_TEXT EXCERPT_:
--- start ---
Step-by-Step Guide to Creating a Drake Lyric Generator with Python and LSTM

Step-by-Step Guide to Creating a Drake Lyric Generator with Python and LSTM Produced by Big Data Digest

Compiled by: Fei, Ni Ni, Mix Candy, QianTian Pei

The main application of AI in the future is to establish networks that can learn from data and then generate original content. This idea has been fully applied in the field of Natural Language Processing (NLP), which is also why the AI community has been able to build what are called language models: the premise of a language model is to learn the composition structure of sentences in paragraphs, thereby generating new content.

In this article, I want to try generating rap lyrics similar to the style of the popular Canadian rapper Drake (a.k.a. #6god), which is definitely an interesting endeavor.

Additionally, I want to share some regular channels for machine learning projects, as I have found that many students want to do small projects but do not know where to start.

Gathering Data

First, we start by collecting Drake’s song library. To save time, I directly wrote a crawler to scrape lyrics from the website metrolyrics.com.

import urllib.request as urllib2
from bs4 import BeautifulSoup
import pandas as pd
import re
from unidecode import unidecode

quote_page = 'http://metrolyrics.com/{}-lyrics-drake.html'
filename = 'drake-songs.csv'
songs = pd.read_csv(filename)
--- end ---
_GOAL_: In the lyric generator guide, rewrite the paragraph beginning "The main application of AI in the future" as a short bulleted list that keeps its main facts. The data that comes after this text is not needed for the task.

_RECORDS SHOWN_:
--- start ---
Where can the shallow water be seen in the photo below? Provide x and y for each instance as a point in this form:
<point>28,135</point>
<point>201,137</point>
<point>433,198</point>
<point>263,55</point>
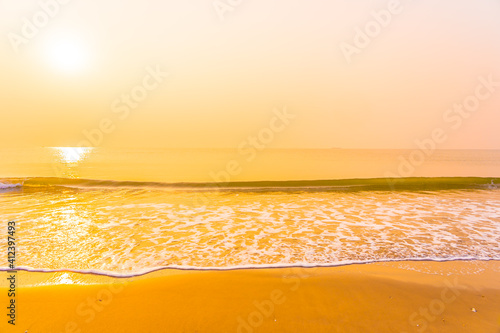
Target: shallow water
<point>127,230</point>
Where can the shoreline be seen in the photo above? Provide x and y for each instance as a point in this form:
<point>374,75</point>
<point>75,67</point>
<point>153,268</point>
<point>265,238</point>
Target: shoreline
<point>146,272</point>
<point>372,297</point>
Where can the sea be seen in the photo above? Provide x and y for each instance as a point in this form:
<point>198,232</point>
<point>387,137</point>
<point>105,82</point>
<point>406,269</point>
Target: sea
<point>123,212</point>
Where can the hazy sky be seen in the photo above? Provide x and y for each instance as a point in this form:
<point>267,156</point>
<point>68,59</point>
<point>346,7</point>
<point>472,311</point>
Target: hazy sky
<point>229,69</point>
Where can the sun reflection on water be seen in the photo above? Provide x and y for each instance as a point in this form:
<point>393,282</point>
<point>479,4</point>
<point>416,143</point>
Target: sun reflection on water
<point>72,155</point>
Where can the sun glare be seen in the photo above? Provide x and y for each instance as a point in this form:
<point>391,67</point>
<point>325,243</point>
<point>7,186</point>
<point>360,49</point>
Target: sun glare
<point>72,155</point>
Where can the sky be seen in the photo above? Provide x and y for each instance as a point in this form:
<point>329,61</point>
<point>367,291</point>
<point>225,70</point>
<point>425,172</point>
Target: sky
<point>211,74</point>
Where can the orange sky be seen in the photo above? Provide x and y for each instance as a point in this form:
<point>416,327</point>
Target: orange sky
<point>225,76</point>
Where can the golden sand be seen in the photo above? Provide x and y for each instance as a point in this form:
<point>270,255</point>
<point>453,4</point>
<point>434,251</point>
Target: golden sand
<point>384,297</point>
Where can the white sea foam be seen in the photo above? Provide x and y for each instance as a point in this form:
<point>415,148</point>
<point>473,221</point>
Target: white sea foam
<point>130,232</point>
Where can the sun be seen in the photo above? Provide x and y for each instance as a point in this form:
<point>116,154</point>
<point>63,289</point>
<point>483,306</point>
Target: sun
--- end ---
_CORRECT ANSWER_:
- AI's main future use will be building networks that learn from data and generate original content.
- This idea is fully applied in Natural Language Processing (NLP).
- It is why the AI community has been able to build language models.
- A language model learns how sentences in paragraphs are structured so that it can generate new content.